What this task involves: Every line that appears in the listing is to be set down verbatim.

Segment Start: Recorded data

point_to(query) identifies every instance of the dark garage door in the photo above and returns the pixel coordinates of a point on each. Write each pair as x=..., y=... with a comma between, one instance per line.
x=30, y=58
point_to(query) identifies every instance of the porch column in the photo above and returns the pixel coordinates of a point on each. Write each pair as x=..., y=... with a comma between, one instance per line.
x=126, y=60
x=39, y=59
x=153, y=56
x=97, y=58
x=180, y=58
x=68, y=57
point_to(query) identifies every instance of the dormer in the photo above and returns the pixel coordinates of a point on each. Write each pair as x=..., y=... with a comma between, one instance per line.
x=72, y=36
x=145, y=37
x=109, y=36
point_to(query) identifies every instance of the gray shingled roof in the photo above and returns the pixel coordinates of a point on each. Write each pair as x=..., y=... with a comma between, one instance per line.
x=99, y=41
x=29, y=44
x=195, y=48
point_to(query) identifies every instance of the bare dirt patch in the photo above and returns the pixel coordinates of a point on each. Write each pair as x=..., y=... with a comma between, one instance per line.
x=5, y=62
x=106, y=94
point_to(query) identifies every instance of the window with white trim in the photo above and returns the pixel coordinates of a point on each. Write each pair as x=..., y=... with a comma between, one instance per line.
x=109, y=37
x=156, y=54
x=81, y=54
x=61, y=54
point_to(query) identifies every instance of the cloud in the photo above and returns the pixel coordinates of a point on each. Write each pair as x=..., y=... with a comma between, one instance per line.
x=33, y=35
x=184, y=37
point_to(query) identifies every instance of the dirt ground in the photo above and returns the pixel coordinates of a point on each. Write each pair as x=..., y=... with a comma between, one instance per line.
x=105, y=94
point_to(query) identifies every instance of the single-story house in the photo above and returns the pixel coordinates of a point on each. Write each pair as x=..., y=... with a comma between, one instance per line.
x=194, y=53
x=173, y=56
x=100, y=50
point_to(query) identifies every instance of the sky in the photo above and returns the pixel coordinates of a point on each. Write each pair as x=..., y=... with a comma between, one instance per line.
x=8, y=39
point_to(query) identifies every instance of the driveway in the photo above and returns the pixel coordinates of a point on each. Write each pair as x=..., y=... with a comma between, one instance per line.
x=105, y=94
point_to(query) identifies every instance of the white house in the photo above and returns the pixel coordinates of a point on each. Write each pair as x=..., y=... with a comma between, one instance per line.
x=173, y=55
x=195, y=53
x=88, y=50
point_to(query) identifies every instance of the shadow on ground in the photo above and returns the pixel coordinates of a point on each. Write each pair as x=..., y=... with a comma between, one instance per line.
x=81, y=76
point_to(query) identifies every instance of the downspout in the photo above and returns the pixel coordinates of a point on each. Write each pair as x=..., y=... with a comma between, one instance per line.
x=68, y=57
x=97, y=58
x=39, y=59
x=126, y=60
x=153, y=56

Segment End: Recorded data

Written answer:
point_to(query) identifies every instance of the dark garage door in the photo above and returns the pixel coordinates of a point on each. Write each pair as x=..., y=... with a comma between, one instance per line.
x=30, y=58
point_to(query) identifies every instance of the porch column in the photo above and returns the pixel coordinates of a point on each. Write each pair as x=..., y=... with a comma between, one instance per line.
x=126, y=60
x=39, y=59
x=153, y=56
x=97, y=58
x=180, y=58
x=68, y=57
point_to(query) identifies every instance of the dormer in the photo above and returns the pixel coordinates of a point on each. Write each pair as x=..., y=... with a comma between, one instance per line.
x=72, y=36
x=145, y=37
x=109, y=36
point_to(query) identifies every instance of the gray shingled roof in the photo above and returns the pixel coordinates of a point on each. Write each pair as x=..., y=... with a comma between, one instance per line.
x=99, y=41
x=29, y=44
x=195, y=48
point_to(query) identifies every instance of the bare dirt patch in the photo above and returns the pixel coordinates of a point on each. Write each pair as x=..., y=... with a comma between, one instance per line.
x=5, y=62
x=106, y=94
point_to(query) identifies every instance of the window with white trim in the photo above and returns the pixel coordinates of a point on each. Write each pair as x=..., y=... with a comma between, one instance per line.
x=109, y=37
x=156, y=54
x=81, y=54
x=61, y=54
point_to(query) identifies every instance of the cloud in the photo above and returns the pixel coordinates of a point on each. Write each pair as x=..., y=... with a comma between, one instance per line.
x=33, y=35
x=184, y=37
point_to(query) identifies every instance of the dirt ground in the photo above and returns the pixel coordinates of a point on each. Write each pair as x=..., y=... with a comma between, one instance per line.
x=105, y=94
point_to(query) identifies every instance of the single-story house in the photo above and returns the pixel coordinates of a point on each. Write each pair as x=..., y=... with a comma between, one instance per line.
x=194, y=53
x=173, y=56
x=100, y=50
point_to(query) identifies every instance of the sky in the photo above and returns the pixel coordinates of a point on each. Write each pair as x=..., y=... with a comma between, one instance per line.
x=8, y=39
point_to(query) identifies every instance of the driveway in the photo above and returns the pixel coordinates of a point on each. Write each pair as x=..., y=... with a comma between, one instance per line.
x=105, y=94
point_to(query) identifies every instance of the white house in the photo above and returns the pixel coordinates of a point on each. Write each pair as x=..., y=... with a comma between, one instance per line.
x=173, y=55
x=195, y=53
x=88, y=50
point_to(query) identifies every instance of the shadow on ground in the photo above and returns the pixel coordinates of a point on each. Write each pair as x=..., y=... with a comma between, one instance per line.
x=81, y=76
point_to(query) identifies every instance of the downspout in the photo above and returns the pixel coordinates of a point on each. Write each pair as x=..., y=... with a comma between, one instance per line.
x=68, y=57
x=97, y=58
x=39, y=59
x=126, y=60
x=153, y=56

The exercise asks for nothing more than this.